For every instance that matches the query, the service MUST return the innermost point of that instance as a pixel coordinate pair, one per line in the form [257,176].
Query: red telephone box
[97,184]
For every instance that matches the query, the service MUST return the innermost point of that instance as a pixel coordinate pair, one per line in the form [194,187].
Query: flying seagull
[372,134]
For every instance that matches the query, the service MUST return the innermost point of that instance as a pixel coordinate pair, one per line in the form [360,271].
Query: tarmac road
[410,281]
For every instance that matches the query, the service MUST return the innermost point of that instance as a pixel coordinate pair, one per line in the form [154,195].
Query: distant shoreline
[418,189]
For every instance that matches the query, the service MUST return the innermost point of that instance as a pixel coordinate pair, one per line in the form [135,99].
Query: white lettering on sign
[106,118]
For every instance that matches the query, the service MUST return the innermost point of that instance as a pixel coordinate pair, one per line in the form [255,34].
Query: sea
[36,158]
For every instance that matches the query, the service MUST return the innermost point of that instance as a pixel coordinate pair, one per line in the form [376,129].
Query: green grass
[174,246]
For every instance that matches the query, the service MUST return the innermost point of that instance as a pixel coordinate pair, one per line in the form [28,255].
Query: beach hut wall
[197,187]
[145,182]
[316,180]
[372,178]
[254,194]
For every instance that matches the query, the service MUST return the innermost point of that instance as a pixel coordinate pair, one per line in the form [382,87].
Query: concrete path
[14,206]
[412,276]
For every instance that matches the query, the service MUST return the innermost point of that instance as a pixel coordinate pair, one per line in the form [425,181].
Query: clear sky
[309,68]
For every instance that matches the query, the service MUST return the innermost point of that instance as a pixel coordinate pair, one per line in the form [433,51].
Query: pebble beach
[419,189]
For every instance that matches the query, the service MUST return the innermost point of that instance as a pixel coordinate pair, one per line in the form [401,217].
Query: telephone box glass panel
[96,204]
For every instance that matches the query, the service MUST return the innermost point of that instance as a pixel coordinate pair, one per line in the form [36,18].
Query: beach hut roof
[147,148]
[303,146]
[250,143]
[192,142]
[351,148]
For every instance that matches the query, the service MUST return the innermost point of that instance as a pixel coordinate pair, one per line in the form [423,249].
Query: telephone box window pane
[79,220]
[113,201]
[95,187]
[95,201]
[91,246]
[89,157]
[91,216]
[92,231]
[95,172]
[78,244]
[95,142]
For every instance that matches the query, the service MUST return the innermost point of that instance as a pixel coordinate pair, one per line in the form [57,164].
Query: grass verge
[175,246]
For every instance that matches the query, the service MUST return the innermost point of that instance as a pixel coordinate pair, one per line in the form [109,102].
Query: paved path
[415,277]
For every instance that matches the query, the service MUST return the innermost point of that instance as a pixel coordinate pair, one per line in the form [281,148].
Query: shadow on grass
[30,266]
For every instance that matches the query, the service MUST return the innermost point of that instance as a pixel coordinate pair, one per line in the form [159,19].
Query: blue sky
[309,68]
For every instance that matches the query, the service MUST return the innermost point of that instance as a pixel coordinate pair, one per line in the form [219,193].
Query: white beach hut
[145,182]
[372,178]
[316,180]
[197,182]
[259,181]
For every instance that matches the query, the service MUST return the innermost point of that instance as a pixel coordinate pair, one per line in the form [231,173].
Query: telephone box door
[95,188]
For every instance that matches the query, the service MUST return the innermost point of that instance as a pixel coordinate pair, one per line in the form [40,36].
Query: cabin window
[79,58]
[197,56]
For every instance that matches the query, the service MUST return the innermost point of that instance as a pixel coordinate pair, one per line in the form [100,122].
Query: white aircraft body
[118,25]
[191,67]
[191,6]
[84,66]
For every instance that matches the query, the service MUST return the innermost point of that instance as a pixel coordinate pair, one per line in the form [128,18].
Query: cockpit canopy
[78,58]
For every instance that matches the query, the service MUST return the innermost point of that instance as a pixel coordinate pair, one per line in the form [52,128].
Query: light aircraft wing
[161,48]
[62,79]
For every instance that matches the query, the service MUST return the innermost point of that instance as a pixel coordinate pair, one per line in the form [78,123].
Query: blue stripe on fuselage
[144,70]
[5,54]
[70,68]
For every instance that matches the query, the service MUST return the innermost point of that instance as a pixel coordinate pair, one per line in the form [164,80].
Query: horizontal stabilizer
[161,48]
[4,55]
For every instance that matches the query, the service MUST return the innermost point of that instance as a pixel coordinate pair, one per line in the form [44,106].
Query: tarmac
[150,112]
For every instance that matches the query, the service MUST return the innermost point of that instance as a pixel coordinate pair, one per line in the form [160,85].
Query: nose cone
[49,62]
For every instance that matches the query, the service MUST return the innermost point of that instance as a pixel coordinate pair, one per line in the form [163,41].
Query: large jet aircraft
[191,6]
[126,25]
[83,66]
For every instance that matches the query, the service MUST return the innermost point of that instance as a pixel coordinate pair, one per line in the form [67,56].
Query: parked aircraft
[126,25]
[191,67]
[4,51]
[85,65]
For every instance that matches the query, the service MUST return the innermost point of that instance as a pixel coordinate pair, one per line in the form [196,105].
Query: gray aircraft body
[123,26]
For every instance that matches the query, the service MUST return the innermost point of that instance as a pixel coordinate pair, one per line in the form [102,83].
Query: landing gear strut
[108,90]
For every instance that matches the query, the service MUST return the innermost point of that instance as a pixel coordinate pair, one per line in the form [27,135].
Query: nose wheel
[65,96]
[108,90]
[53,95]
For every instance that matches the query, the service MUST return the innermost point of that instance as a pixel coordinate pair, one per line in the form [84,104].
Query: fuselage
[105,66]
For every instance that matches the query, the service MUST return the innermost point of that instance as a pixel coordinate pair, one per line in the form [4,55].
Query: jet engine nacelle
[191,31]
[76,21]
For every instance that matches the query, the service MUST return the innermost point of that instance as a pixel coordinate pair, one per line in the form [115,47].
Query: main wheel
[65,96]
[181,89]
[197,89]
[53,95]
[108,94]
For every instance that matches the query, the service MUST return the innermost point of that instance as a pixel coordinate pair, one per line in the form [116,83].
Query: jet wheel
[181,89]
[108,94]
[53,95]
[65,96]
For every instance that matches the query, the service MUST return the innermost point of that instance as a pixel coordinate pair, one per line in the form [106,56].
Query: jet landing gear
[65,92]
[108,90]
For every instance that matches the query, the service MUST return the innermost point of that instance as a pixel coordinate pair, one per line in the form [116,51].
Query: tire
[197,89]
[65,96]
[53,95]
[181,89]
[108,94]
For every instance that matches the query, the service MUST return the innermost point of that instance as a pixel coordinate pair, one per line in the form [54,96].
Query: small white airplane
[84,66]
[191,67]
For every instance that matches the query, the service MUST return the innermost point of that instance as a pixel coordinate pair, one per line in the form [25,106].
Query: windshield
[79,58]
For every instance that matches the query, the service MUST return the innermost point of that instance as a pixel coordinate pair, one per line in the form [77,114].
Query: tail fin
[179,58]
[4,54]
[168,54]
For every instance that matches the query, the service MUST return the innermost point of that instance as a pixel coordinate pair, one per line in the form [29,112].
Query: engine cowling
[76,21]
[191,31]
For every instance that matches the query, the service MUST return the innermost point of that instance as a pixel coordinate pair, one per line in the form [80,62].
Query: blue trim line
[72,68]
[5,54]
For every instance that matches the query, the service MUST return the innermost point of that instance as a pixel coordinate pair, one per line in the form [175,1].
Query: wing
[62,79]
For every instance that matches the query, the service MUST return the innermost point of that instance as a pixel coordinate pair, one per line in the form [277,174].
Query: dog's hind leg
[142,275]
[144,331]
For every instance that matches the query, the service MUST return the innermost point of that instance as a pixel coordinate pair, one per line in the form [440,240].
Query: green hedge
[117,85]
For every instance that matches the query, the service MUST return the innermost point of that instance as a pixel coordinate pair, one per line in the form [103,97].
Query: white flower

■ ■ ■ ■ ■ ■ ■

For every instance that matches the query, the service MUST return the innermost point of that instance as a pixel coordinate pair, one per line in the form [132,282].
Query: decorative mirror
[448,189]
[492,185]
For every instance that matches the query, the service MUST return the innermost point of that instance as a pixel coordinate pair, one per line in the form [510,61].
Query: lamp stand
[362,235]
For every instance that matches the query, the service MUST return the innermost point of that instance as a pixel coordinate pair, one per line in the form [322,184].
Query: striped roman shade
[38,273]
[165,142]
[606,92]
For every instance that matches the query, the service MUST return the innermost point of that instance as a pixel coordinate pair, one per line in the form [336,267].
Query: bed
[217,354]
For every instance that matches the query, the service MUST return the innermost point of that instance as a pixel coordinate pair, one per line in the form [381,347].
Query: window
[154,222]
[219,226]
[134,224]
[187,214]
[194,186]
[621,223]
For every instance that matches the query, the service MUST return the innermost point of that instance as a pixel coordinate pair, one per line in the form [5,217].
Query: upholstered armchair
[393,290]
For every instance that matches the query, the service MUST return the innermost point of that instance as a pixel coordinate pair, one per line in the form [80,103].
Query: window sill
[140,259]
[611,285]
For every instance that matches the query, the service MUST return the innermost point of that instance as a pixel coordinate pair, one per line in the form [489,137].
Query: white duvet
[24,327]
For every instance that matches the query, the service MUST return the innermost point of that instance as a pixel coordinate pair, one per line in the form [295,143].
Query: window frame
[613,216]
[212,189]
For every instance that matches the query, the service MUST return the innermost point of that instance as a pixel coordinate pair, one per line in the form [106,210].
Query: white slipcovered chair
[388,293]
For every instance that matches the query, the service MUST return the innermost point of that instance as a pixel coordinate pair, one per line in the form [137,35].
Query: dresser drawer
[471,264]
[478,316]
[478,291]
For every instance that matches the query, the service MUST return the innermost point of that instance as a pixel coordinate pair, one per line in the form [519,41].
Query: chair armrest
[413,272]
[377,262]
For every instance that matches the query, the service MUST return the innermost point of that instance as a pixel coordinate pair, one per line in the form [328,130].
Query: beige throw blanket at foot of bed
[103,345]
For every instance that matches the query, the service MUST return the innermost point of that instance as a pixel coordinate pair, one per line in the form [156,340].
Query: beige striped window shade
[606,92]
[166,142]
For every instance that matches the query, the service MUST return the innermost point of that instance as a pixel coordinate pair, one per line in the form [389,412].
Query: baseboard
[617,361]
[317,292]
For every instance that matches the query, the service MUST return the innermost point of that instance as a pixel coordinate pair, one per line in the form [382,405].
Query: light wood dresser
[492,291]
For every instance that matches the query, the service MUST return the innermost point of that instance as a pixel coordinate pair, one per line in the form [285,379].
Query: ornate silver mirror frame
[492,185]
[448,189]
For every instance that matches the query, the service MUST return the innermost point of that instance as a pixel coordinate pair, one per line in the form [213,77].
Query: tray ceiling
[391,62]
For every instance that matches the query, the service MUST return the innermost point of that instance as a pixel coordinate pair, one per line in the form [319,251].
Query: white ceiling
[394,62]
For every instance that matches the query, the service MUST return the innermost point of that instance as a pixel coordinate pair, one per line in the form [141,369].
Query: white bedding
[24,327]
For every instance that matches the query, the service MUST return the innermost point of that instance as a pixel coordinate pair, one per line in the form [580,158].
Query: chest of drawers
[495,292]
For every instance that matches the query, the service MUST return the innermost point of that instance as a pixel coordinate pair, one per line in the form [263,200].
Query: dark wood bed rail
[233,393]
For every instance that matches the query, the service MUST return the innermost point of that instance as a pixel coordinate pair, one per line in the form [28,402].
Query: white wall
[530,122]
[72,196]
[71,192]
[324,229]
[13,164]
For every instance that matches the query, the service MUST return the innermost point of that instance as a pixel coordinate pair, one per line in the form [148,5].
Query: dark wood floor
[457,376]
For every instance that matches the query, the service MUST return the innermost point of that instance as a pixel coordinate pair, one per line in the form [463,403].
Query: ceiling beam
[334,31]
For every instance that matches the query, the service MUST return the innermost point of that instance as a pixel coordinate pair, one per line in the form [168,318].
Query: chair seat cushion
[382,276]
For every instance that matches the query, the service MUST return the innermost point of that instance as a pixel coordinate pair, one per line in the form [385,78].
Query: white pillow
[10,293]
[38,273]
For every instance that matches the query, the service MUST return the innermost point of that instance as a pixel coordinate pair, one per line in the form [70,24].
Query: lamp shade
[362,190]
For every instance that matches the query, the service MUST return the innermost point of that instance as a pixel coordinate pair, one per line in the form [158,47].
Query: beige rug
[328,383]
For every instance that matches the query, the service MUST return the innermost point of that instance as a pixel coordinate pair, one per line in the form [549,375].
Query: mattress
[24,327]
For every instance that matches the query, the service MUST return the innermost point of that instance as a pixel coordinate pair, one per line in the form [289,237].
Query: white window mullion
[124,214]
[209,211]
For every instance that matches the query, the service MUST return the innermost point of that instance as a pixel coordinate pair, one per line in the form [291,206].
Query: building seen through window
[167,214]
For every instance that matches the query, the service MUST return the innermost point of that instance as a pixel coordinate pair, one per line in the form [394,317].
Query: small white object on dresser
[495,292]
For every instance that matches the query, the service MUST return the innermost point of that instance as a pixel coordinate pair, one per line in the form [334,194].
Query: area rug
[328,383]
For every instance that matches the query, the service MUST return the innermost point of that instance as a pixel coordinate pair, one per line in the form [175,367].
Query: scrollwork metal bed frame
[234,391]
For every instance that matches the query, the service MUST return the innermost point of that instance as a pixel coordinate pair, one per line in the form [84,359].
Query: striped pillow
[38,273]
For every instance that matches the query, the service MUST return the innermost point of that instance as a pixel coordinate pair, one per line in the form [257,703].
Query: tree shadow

■ ■ ■ ■ ■ ■ ■

(PROBLEM STATEMENT) Count the lines in the data above that contain the string "mirror". Reply with the number alone.

(FINISHED ANSWER) 2